--- start of EXERCISE DATA ---

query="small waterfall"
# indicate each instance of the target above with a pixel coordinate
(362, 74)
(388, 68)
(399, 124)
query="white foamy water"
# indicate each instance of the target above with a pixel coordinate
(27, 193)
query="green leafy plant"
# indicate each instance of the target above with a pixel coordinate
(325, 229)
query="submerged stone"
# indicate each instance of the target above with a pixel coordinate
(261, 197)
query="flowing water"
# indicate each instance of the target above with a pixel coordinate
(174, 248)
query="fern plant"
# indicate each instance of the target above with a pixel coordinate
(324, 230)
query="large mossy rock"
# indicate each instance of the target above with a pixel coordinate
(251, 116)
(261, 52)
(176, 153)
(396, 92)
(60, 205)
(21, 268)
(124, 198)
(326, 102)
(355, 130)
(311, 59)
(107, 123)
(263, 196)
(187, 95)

--- end of EXERCISE DATA ---

EXERCISE GOAL
Could you rewrite all the rows above, changing "plant" to "shrub" and leaving everything else as it is?

RESULT OF THIS EXERCISE
query="small waterfall"
# indicate each instance of the target above with a pixel coordinate
(362, 74)
(388, 68)
(399, 124)
query="white foamy water"
# indicate each instance of the target above with a pixel coordinate
(27, 193)
query="green leafy shrub"
# indicate each instance of the target above with a pixel coordinate
(325, 229)
query="submerged stone"
# indicate each instance of the target above with a pixel coordinate
(261, 197)
query="flowing water"
# indicate each instance of the target above with a pixel coordinate
(174, 248)
query="fern shrub"
# indicate each instance of the target above with a pixel coordinate
(324, 230)
query="large mossy rock"
# indicate each instance of the target above with a pixel coordinate
(251, 116)
(261, 52)
(176, 153)
(396, 92)
(60, 205)
(21, 268)
(124, 198)
(326, 102)
(355, 130)
(311, 59)
(107, 123)
(263, 196)
(187, 95)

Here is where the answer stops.